**Directive**:
Beginning with the line that holds "Indicate the black", set down each line of the data below through the very last, exactly as given, and nothing beyond that.

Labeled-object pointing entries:
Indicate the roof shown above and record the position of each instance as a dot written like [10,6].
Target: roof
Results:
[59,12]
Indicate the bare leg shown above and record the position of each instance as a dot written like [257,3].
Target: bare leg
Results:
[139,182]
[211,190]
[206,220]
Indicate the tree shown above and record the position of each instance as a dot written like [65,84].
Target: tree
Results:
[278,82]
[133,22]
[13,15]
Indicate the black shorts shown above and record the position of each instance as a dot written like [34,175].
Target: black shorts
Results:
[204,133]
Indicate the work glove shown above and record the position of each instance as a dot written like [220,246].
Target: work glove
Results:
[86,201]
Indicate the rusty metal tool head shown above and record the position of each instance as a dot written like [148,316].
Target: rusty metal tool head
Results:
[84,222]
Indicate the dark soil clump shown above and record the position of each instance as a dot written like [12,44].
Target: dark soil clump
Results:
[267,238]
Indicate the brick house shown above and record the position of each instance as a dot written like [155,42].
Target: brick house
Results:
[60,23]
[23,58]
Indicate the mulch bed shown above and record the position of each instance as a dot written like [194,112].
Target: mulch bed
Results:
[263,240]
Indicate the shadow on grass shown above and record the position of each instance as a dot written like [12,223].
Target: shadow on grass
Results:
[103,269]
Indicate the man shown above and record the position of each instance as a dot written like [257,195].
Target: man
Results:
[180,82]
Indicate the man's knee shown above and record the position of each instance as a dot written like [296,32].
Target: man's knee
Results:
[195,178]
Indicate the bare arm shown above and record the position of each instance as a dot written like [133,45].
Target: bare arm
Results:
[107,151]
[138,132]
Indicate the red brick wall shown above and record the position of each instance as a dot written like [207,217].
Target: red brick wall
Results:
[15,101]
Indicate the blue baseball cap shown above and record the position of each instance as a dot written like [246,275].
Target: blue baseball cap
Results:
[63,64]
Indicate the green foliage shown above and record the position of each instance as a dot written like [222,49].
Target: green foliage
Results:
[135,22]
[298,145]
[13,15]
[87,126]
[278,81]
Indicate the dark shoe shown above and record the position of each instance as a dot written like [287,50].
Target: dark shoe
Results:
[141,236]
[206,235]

**Answer in full**:
Indicate the black shorts shown above and record the position of each instance as a dot written like [34,175].
Target: black shorts
Results:
[204,133]
Indicate the work glove shown above and record the position of each instance as a dot written like [220,246].
Target: work glove
Results:
[86,201]
Indicate the rusty metal tool head shown above and record the position of each instance as a dot written like [148,316].
Target: rusty metal tool head
Results:
[84,222]
Indicate the dark soil clump shown above and record the position of each instance as a dot written like [12,44].
Target: dark soil clump
Results:
[267,238]
Indicate the brick house shown above and record the position of each instance as a dot written like [155,42].
Target: brick house
Results:
[60,23]
[23,58]
Indicate the mulch bed shown above and record the position of each instance as a dot written like [194,112].
Target: mulch bed
Results:
[263,240]
Indicate the shadow on grass shown above and record the position of each instance as a dot written like [12,223].
Target: shadow on grass
Results:
[103,269]
Indicate the man shown above and record the position of each instance as a dot written like [257,195].
Target: man
Results:
[180,82]
Indicate the man's knee shown above and record the position of each instance as a dot written like [296,32].
Target: man's knee
Results:
[195,178]
Indicate the bare arm shown above and record the position of each instance as a dot written like [133,45].
Target: bare arm
Results:
[107,151]
[138,132]
Indicate the red brick wall shown above and record the position of each instance as a dot written like [207,217].
Target: red brick wall
Results:
[15,101]
Indicate the blue baseball cap shown above and record the position of each instance as a dot written like [246,275].
Target: blue baseball cap
Results:
[63,64]
Indicate the green foliage shown above and record the position of each instance as a dot written like [222,49].
Target: green foliage
Results:
[135,22]
[298,145]
[13,15]
[87,126]
[278,81]
Indicate the dark shoe shown above and record the position of each instance as a dot written like [287,50].
Target: dark shoe
Results:
[141,236]
[206,235]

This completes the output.